### Given records
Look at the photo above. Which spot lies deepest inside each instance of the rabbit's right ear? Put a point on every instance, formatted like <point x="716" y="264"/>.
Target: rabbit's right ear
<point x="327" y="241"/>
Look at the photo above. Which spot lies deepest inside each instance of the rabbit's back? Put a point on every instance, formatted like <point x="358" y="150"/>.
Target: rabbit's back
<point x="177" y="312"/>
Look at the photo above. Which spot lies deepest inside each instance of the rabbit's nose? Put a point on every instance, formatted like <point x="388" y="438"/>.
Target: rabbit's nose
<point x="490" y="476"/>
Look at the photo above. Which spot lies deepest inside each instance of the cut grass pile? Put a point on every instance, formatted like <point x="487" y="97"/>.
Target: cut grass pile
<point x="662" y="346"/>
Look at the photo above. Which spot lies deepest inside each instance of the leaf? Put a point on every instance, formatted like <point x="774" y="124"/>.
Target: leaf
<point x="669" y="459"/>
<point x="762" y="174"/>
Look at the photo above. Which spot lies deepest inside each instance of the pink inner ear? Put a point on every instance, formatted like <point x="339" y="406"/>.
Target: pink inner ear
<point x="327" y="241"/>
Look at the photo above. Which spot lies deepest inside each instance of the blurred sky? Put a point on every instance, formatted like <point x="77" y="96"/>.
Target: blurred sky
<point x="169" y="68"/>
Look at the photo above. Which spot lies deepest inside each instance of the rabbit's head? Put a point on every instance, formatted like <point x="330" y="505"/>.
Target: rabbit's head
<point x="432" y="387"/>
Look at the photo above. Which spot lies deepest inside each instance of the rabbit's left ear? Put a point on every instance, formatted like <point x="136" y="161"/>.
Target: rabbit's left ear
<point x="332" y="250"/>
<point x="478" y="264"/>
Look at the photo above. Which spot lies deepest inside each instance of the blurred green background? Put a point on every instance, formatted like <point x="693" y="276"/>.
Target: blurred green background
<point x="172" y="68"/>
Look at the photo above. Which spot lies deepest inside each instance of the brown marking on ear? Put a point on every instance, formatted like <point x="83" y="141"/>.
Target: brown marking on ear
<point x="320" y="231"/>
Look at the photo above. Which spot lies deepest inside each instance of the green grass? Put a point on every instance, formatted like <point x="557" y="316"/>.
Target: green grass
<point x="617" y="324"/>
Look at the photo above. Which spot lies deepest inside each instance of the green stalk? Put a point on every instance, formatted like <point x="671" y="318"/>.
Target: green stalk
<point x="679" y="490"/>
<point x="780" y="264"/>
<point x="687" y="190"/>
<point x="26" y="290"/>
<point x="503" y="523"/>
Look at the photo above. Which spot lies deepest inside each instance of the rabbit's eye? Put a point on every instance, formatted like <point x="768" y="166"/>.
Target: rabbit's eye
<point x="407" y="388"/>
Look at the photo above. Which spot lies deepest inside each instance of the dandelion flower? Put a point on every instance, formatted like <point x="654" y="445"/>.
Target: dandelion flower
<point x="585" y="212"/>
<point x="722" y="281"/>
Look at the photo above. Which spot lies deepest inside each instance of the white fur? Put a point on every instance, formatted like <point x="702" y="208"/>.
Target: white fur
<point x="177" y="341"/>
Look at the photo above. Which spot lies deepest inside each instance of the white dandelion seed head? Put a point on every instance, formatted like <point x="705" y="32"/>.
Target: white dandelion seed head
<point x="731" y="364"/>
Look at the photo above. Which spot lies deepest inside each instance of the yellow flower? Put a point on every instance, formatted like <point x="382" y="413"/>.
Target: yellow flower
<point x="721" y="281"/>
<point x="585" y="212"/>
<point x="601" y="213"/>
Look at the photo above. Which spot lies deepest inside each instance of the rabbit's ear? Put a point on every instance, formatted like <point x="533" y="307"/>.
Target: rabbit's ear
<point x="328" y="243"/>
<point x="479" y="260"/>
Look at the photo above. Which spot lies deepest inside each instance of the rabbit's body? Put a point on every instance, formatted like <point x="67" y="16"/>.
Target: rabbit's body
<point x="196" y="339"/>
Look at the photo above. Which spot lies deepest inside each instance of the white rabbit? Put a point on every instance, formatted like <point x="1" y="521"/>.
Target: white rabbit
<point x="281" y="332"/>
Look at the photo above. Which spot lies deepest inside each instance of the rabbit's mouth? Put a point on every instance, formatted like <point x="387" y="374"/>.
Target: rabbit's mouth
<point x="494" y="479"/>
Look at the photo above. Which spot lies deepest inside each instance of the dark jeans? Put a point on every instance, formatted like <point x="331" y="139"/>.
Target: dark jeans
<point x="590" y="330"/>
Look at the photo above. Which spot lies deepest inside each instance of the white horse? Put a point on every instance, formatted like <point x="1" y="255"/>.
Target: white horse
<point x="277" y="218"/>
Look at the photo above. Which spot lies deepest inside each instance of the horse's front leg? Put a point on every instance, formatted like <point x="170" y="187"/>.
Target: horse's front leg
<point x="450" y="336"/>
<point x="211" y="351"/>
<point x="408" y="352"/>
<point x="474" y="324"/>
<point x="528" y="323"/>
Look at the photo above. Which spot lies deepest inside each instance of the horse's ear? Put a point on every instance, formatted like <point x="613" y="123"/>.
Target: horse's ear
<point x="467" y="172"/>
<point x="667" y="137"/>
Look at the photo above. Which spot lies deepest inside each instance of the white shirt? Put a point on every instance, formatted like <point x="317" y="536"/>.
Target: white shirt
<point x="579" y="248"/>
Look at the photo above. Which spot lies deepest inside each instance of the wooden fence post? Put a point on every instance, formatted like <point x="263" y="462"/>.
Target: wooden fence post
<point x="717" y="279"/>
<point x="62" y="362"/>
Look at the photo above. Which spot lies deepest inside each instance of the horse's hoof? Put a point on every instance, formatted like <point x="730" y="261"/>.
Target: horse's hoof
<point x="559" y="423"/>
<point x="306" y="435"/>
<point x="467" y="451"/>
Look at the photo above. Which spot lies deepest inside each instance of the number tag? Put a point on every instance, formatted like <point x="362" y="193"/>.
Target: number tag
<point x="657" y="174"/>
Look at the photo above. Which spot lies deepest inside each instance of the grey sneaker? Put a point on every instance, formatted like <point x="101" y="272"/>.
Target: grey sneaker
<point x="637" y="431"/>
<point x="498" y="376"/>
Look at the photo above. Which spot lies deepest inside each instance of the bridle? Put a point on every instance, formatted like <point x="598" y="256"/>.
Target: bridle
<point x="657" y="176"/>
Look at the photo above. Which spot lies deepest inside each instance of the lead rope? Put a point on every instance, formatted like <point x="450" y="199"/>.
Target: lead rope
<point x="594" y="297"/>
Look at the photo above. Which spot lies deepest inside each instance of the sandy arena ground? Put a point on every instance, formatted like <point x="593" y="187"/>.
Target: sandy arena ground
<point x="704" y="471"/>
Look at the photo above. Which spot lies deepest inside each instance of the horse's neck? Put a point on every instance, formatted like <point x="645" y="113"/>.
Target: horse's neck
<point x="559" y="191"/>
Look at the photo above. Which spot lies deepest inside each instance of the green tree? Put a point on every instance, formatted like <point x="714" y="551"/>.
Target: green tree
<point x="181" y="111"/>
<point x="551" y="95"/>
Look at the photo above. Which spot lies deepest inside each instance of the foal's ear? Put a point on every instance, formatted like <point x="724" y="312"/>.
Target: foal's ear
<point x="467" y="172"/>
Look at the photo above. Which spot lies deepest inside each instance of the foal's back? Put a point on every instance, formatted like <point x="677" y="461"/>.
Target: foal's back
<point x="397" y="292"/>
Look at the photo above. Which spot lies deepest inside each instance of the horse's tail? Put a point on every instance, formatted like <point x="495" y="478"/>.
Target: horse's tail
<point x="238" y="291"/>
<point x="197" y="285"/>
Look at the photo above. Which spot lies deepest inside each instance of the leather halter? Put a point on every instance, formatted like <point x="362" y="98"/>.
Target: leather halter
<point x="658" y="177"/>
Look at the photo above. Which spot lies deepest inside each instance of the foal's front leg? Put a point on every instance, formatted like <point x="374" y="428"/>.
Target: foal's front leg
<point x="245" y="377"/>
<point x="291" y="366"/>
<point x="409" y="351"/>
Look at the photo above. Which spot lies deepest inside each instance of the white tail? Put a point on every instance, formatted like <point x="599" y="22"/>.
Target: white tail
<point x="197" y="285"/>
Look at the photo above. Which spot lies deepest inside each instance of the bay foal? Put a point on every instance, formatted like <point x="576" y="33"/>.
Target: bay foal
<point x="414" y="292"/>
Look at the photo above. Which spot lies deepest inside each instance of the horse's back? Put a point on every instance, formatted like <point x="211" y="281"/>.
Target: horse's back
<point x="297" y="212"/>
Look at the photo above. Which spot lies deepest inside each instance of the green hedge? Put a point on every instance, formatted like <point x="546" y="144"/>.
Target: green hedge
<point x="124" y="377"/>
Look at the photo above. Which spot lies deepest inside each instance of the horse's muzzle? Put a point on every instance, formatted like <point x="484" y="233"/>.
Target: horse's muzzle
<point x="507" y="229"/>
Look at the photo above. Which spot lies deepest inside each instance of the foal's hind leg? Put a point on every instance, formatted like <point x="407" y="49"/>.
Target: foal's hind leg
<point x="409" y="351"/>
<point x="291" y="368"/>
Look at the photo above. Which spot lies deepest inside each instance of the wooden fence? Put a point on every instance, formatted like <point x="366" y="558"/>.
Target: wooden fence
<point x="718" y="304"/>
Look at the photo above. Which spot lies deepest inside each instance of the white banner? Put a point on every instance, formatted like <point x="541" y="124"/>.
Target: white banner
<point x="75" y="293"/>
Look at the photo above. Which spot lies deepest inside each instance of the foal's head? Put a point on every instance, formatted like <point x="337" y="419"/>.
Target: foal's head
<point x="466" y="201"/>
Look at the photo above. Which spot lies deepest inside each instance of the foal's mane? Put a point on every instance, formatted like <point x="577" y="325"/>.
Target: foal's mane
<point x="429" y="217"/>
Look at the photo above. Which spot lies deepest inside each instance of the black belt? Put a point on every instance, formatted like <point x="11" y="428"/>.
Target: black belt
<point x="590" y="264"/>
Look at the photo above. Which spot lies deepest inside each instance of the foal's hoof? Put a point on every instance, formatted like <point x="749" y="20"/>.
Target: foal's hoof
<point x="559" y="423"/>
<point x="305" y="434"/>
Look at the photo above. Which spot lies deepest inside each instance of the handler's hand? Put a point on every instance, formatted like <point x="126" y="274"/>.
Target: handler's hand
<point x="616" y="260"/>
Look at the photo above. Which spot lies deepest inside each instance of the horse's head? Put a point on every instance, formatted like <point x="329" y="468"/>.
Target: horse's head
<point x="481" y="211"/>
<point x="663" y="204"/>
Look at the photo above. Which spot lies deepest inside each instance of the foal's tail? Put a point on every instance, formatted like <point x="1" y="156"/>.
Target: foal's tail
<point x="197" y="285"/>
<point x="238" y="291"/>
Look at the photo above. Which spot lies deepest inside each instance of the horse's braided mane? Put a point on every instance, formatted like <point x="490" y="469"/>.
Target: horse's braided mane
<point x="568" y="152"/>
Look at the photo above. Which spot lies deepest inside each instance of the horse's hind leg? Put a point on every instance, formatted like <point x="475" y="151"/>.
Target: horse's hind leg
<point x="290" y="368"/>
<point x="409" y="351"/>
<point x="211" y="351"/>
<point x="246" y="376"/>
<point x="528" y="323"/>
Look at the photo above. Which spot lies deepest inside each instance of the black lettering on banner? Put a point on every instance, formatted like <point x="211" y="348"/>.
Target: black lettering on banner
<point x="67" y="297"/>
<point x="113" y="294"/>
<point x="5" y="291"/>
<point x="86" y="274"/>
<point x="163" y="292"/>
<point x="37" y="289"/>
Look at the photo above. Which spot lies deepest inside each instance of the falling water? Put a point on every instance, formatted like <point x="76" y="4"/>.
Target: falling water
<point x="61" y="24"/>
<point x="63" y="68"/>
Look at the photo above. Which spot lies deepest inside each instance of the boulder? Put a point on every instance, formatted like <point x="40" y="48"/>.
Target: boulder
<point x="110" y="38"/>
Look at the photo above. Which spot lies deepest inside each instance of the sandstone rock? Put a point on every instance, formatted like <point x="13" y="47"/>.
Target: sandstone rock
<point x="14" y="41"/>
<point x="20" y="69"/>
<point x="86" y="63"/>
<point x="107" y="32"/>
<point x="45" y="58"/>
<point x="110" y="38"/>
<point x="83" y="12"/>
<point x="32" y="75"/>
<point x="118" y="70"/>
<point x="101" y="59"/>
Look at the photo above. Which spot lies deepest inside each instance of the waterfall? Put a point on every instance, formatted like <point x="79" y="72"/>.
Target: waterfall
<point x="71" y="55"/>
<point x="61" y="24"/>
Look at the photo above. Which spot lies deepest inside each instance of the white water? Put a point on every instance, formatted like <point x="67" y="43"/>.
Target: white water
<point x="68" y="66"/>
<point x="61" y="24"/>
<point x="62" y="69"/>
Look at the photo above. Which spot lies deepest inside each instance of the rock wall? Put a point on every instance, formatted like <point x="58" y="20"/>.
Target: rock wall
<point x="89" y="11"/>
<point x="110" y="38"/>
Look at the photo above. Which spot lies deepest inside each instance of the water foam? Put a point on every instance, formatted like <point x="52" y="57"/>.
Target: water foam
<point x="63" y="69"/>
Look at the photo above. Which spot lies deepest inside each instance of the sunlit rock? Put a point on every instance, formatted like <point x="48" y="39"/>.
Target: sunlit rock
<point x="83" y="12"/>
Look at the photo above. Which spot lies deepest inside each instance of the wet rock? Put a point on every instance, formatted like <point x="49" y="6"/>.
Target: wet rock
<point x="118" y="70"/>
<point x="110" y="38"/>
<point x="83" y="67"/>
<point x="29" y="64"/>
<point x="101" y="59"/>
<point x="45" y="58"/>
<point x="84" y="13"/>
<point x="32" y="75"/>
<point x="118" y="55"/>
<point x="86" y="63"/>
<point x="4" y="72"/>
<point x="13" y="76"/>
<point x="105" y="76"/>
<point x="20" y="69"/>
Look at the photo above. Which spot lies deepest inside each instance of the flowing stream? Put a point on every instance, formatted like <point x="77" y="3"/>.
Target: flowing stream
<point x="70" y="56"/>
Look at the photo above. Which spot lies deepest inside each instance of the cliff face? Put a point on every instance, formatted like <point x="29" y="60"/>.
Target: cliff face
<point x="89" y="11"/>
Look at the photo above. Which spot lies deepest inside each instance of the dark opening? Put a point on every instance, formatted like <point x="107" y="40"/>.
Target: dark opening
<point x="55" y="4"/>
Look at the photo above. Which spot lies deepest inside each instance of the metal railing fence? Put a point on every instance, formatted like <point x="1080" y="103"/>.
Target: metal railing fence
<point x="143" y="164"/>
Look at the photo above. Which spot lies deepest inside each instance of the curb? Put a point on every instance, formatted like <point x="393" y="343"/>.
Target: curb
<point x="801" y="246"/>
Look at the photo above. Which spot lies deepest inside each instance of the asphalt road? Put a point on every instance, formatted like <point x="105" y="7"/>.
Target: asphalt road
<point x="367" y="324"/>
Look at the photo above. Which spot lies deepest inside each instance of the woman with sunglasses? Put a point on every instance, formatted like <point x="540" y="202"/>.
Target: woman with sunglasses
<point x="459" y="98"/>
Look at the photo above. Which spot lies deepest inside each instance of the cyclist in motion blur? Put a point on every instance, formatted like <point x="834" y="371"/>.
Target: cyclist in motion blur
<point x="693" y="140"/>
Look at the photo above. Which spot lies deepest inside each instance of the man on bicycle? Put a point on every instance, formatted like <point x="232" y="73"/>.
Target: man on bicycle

### What is required
Render the lines as a numbered list with blank lines omitted. Begin at the line that contains "of the curb?" and stop at the end of the records.

### Answer for the task
1. Look at the photo above. Which spot lies deepest inside each instance of the curb? Put a point on every instance, formatted like <point x="393" y="343"/>.
2. Target: curb
3. <point x="801" y="246"/>
4. Look at the photo above. Which spot lies deepest inside each instance of the asphalt road? Put a point on every instance, formatted like <point x="105" y="7"/>.
5. Target: asphalt road
6. <point x="367" y="324"/>
7. Look at the photo above. Which spot lies deepest inside each instance of the woman with sunglasses? Put a point on every instance, formatted like <point x="540" y="202"/>.
8. Target: woman with sunglasses
9. <point x="459" y="98"/>
10. Look at the photo above. Which spot lies deepest inside each instance of the cyclist in motion blur? Put a point on every instance, formatted like <point x="834" y="371"/>.
11. Target: cyclist in motion blur
12. <point x="693" y="140"/>
13. Look at the photo above. Which spot lies deepest inside each instance of the man on bicycle? Put a point on every instance, formatted like <point x="232" y="73"/>.
14. Target: man on bicycle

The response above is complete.